STATED PROBLEM: Convert the records below into a JSON list of strings, with one string for each line and blank lines omitted.

SOURCE RECORDS:
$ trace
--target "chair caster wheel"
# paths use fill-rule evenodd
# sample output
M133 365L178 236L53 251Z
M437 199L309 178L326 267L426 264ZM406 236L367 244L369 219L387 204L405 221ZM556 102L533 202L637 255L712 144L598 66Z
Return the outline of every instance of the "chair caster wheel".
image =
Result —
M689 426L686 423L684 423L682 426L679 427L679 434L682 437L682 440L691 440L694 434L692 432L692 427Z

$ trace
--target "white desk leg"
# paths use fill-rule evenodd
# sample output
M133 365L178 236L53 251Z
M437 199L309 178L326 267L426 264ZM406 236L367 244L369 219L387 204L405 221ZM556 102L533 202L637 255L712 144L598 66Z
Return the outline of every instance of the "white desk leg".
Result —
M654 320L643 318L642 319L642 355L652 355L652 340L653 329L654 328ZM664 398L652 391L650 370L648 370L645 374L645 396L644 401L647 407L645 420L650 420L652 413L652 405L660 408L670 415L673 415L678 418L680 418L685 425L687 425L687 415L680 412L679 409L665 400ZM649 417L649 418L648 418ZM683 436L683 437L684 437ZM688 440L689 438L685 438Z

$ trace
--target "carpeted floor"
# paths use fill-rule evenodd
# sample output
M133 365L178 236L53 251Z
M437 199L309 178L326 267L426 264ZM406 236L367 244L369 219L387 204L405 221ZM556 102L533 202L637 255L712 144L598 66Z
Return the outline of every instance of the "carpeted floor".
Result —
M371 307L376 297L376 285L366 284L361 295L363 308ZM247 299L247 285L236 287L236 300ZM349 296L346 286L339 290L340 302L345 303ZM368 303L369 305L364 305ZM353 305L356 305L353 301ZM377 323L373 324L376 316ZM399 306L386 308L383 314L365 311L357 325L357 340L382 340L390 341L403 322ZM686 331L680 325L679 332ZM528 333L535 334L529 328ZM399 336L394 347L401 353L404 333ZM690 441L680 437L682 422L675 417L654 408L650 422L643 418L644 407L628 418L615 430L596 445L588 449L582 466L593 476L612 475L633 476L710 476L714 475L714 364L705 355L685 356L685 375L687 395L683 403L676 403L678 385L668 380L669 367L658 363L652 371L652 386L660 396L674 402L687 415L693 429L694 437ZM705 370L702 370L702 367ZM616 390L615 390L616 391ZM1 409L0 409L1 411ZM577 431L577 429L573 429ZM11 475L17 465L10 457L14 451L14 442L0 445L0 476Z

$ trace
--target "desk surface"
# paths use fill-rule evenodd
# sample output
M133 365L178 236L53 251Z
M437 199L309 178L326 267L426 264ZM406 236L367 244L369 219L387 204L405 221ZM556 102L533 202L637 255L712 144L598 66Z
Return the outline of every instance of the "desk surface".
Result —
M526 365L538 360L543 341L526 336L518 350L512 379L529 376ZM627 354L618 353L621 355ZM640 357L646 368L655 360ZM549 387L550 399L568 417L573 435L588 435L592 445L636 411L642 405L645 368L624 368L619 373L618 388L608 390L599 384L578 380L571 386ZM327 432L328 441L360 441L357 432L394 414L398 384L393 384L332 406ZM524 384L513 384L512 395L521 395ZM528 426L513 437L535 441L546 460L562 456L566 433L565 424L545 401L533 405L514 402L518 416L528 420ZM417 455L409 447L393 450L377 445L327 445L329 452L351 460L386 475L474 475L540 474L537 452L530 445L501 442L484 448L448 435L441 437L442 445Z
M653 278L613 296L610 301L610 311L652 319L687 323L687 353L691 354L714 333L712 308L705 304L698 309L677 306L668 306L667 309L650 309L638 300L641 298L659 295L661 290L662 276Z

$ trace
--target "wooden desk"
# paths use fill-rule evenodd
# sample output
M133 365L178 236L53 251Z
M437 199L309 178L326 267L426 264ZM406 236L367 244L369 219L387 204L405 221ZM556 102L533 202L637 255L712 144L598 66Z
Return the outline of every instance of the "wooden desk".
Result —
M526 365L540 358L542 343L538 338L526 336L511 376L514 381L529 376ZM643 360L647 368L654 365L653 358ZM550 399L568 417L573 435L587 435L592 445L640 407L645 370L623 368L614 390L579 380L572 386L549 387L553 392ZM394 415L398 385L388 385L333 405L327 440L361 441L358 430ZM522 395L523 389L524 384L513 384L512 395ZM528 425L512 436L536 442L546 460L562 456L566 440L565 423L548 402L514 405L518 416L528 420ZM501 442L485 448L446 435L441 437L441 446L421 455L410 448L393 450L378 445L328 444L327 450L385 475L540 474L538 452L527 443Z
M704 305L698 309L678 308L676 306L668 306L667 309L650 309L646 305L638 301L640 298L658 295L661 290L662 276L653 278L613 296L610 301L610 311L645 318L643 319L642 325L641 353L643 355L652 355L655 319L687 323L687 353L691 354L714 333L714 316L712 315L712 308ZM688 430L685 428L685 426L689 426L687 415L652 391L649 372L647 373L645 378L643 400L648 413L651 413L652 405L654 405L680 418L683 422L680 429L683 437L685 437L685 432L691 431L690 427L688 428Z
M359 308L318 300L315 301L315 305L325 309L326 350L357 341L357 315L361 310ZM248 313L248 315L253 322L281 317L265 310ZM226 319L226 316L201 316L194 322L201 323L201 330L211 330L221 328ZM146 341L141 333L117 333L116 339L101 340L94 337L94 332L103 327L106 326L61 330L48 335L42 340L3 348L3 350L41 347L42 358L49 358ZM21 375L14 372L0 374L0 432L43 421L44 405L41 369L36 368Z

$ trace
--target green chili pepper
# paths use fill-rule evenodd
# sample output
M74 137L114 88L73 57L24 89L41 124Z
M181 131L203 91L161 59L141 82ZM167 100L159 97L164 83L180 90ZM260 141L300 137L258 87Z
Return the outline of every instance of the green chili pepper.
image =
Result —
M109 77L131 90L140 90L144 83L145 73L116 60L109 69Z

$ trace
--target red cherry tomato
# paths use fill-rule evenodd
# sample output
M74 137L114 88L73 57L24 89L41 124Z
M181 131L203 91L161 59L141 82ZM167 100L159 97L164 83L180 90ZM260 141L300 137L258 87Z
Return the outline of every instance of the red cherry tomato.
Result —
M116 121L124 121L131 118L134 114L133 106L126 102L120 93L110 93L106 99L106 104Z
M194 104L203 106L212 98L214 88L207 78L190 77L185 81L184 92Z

THE OUTPUT:
[
  "$ trace",
  "--target \"chair caster wheel\"",
  "# paths use fill-rule evenodd",
  "# sample output",
  "M133 365L178 236L53 251Z",
  "M437 199L309 178L326 267L426 264ZM406 236L367 244L369 219L387 204L405 221ZM556 102L533 202L637 255L712 144L598 66Z",
  "Return the outline of every instance of the \"chair caster wheel\".",
  "image =",
  "Result —",
  "M689 426L686 423L684 423L682 426L679 427L679 434L682 437L682 440L691 440L694 434L692 432L692 427Z",
  "$ trace",
  "--target \"white desk leg\"",
  "# paths use fill-rule evenodd",
  "# sample output",
  "M133 365L178 236L53 251Z",
  "M437 199L309 178L326 267L426 264ZM406 236L367 244L369 219L387 204L405 221ZM556 102L533 202L637 255L712 144L598 66Z",
  "Return the outline of every instance of the \"white desk leg\".",
  "Result —",
  "M654 320L643 318L642 319L642 355L652 355L652 340L653 329L654 328ZM664 398L652 391L650 370L648 370L645 374L645 396L644 401L647 407L645 420L650 420L652 413L652 405L660 408L670 415L673 415L678 418L680 418L685 425L687 425L687 415L680 412L679 409L665 400ZM649 417L649 418L648 418ZM683 436L683 437L684 437ZM688 440L689 438L685 438Z",
  "$ trace",
  "--target \"carpeted floor\"",
  "# paths use fill-rule evenodd",
  "# sample output",
  "M133 365L178 236L53 251Z",
  "M437 199L309 178L326 267L426 264ZM406 236L367 244L369 219L387 204L405 221ZM556 102L533 202L637 255L712 144L598 66Z",
  "Return the outline of every instance of the \"carpeted floor\".",
  "Result —",
  "M371 307L376 297L376 285L366 284L361 295L363 308ZM247 299L247 285L236 287L236 300ZM349 296L346 286L339 290L340 302L345 303ZM368 303L369 305L364 305ZM353 305L356 305L353 301ZM377 323L373 324L376 316ZM399 306L386 308L383 314L365 311L357 325L357 340L382 340L390 341L403 322ZM686 331L680 325L679 332ZM528 333L535 334L529 328ZM399 336L394 347L401 353L404 333ZM690 441L680 437L682 422L675 417L654 408L650 422L643 418L644 407L628 418L615 430L596 445L588 449L582 466L593 476L612 475L633 476L710 476L714 475L714 364L705 355L685 356L685 375L687 395L683 403L676 403L678 385L668 380L669 367L658 363L652 371L652 386L660 396L674 402L687 415L693 429L694 437ZM705 370L702 370L702 367ZM616 390L615 390L616 391ZM1 409L0 409L1 411ZM577 431L577 429L573 429ZM11 475L17 465L10 457L14 451L14 442L0 445L0 476Z",
  "$ trace",
  "--target \"desk surface\"",
  "# paths use fill-rule evenodd",
  "# sample output",
  "M133 365L178 236L53 251Z",
  "M437 199L309 178L326 267L426 264ZM406 236L367 244L369 219L387 204L405 221ZM556 102L533 202L637 255L712 144L598 66Z",
  "Return the outline of every instance of the \"desk surface\".",
  "Result —",
  "M526 365L538 360L543 341L526 336L518 350L512 379L529 376ZM627 354L618 353L621 355ZM640 357L646 368L655 360ZM549 387L550 399L568 417L573 435L588 435L592 445L636 411L642 405L645 368L624 368L619 373L618 388L608 390L599 384L578 380L571 386ZM327 432L328 441L360 441L357 432L394 414L398 384L393 384L332 406ZM524 384L513 384L512 395L521 395ZM528 426L513 437L535 441L546 460L562 456L566 433L565 424L545 401L533 405L514 402L518 416L528 420ZM417 455L409 447L393 450L377 445L327 445L329 452L351 460L386 475L474 475L540 474L537 452L530 445L501 442L484 448L448 435L441 437L442 445Z",
  "M653 278L613 296L610 301L610 311L652 319L687 323L687 353L691 354L714 333L712 308L705 304L698 309L677 306L668 306L667 309L650 309L638 300L641 298L659 295L661 290L662 276Z",
  "$ trace",
  "--target \"wooden desk\"",
  "# paths use fill-rule evenodd",
  "# sample output",
  "M133 365L178 236L53 251Z",
  "M437 199L309 178L326 267L426 264ZM406 236L367 244L369 219L387 204L405 221ZM556 102L533 202L637 255L712 144L598 66Z",
  "Return the outline of every instance of the \"wooden desk\".",
  "Result —",
  "M526 365L540 358L542 343L538 338L526 336L511 376L514 381L529 376ZM643 360L647 368L654 365L653 358ZM550 399L568 417L573 435L587 435L592 445L640 407L645 370L623 368L614 390L579 380L572 386L549 387L553 392ZM394 415L398 385L388 385L333 405L327 440L361 441L358 430ZM522 395L523 389L524 384L513 384L512 395ZM528 425L512 436L536 442L546 460L562 456L566 440L565 423L548 402L514 405L518 416L528 420ZM501 442L485 448L446 435L441 437L441 446L421 455L410 448L393 450L378 445L328 444L327 450L385 475L540 474L538 452L527 443Z",
  "M704 305L698 309L678 308L676 306L668 306L667 309L650 309L646 305L638 301L640 298L658 295L661 290L662 276L653 278L613 296L610 301L610 311L645 318L643 319L642 325L641 353L643 355L652 355L655 319L687 323L687 353L691 354L714 333L714 316L712 315L712 308ZM688 430L685 428L685 426L689 426L687 415L652 391L649 372L647 373L645 378L643 400L648 413L651 413L652 405L654 405L680 418L683 422L680 429L683 437L685 437L685 432L691 431L690 427L688 428Z",
  "M359 308L318 300L315 301L315 305L325 309L326 350L357 341L357 315L361 310ZM248 313L248 315L253 322L281 317L265 310ZM226 319L226 316L201 316L194 322L201 323L201 330L211 330L221 328ZM146 341L141 333L117 333L116 339L101 340L94 337L94 332L103 327L106 326L61 330L48 335L42 340L3 348L3 350L41 347L42 358L49 358ZM21 375L14 372L0 374L0 432L43 421L44 405L41 369L36 368Z",
  "$ trace",
  "--target green chili pepper",
  "# paths use fill-rule evenodd",
  "# sample output",
  "M74 137L114 88L73 57L24 89L41 124Z",
  "M181 131L203 91L161 59L141 82ZM167 100L159 97L164 83L180 90ZM260 141L300 137L258 87Z",
  "Return the outline of every instance of the green chili pepper.",
  "image =",
  "Result —",
  "M109 77L131 90L140 90L144 83L145 73L116 60L109 69Z",
  "$ trace",
  "--target red cherry tomato",
  "# paths use fill-rule evenodd",
  "# sample output",
  "M74 137L114 88L73 57L24 89L41 124Z",
  "M181 131L203 91L161 59L141 82ZM167 100L159 97L164 83L180 90ZM260 141L300 137L258 87Z",
  "Return the outline of every instance of the red cherry tomato.",
  "Result —",
  "M116 121L124 121L131 118L134 114L133 106L126 102L120 93L110 93L106 99L106 104Z",
  "M194 104L203 106L212 98L214 88L207 78L190 77L185 81L184 92Z"
]